-------- PROVIDED DATA

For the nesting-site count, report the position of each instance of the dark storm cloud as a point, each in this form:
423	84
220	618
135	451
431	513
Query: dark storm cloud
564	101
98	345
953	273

----------------

- **WRITTEN INSTRUCTION**
All of the entries must be written out exactly as they stand.

- **REPLY TO THE TASK**
For the nesting-site count, report the position of each instance of the dark storm cloud as a point, each in this form:
423	84
220	618
135	451
431	513
Query: dark storm cloud
564	101
98	345
953	273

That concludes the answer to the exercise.